[start]

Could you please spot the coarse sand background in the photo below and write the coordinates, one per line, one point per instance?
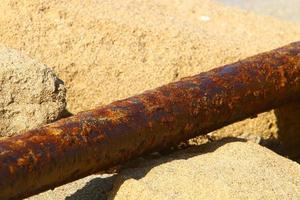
(109, 50)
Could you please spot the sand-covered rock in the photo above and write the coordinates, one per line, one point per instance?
(30, 93)
(109, 50)
(235, 170)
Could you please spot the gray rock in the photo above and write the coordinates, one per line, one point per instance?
(30, 93)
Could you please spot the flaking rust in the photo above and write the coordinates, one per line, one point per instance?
(98, 139)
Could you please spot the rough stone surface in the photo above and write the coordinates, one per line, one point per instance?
(234, 170)
(109, 50)
(30, 93)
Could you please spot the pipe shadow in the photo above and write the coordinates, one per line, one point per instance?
(288, 123)
(99, 188)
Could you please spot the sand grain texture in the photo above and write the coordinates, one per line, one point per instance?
(234, 170)
(109, 50)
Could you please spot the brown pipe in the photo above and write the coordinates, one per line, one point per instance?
(95, 140)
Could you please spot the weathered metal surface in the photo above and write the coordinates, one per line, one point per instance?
(98, 139)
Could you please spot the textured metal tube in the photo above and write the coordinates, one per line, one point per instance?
(101, 138)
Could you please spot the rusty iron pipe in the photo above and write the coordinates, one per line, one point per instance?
(95, 140)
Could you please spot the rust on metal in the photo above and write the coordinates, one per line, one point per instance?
(95, 140)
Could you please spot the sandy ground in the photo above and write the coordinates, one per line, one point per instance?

[end]

__Problem to work on__: Convert every line of the records above into a numbered list, skipping any blank lines and leaving out the picture.

__Reply to the exercise__:
1. Could you please spot the coarse sand background in the photo below and write the coordinates, one per line, one point per instance?
2. (109, 50)
3. Could you please spot the sand-covered rock in the photo above and write the coordinates, one per line, one point per instance?
4. (30, 93)
5. (109, 50)
6. (235, 170)
7. Could you please spot the gray rock in the photo above and write the coordinates, one per line, one point per instance?
8. (30, 93)
9. Could you please spot the flaking rust in the photo above and write the coordinates, one per line, one point per instance?
10. (98, 139)
11. Could you please spot the rough stone surface in the photo above and write the coordinates, one per line, one point per instance?
12. (234, 170)
13. (109, 50)
14. (30, 93)
15. Could you please spot the pipe shadow in the photo above and write the coordinates, one per line, one point per instance?
16. (288, 123)
17. (99, 188)
18. Could you please spot the sand grain texture in the photo above and write the coordinates, one per line, one point per instance?
19. (234, 170)
20. (109, 50)
21. Could you please spot the brown pipe in the photo above and write the coordinates, one per line, one point per instance?
22. (95, 140)
23. Could you please spot the weathered metal surface in the photo above and write the coordinates, one per line, one point per instance?
24. (98, 139)
25. Could you please spot the textured metal tube in the photo above and write the coordinates, one per line, one point per instance?
26. (101, 138)
27. Could you please spot the rusty iron pipe in the photo above and write the coordinates, one per line, one point per instance?
28. (95, 140)
29. Could you please spot the rust on metal in the photo above and write the coordinates, one per line, one point per instance?
30. (95, 140)
31. Could you please spot the sandy ground in the photo above and write the coordinates, one per line, one point per instance?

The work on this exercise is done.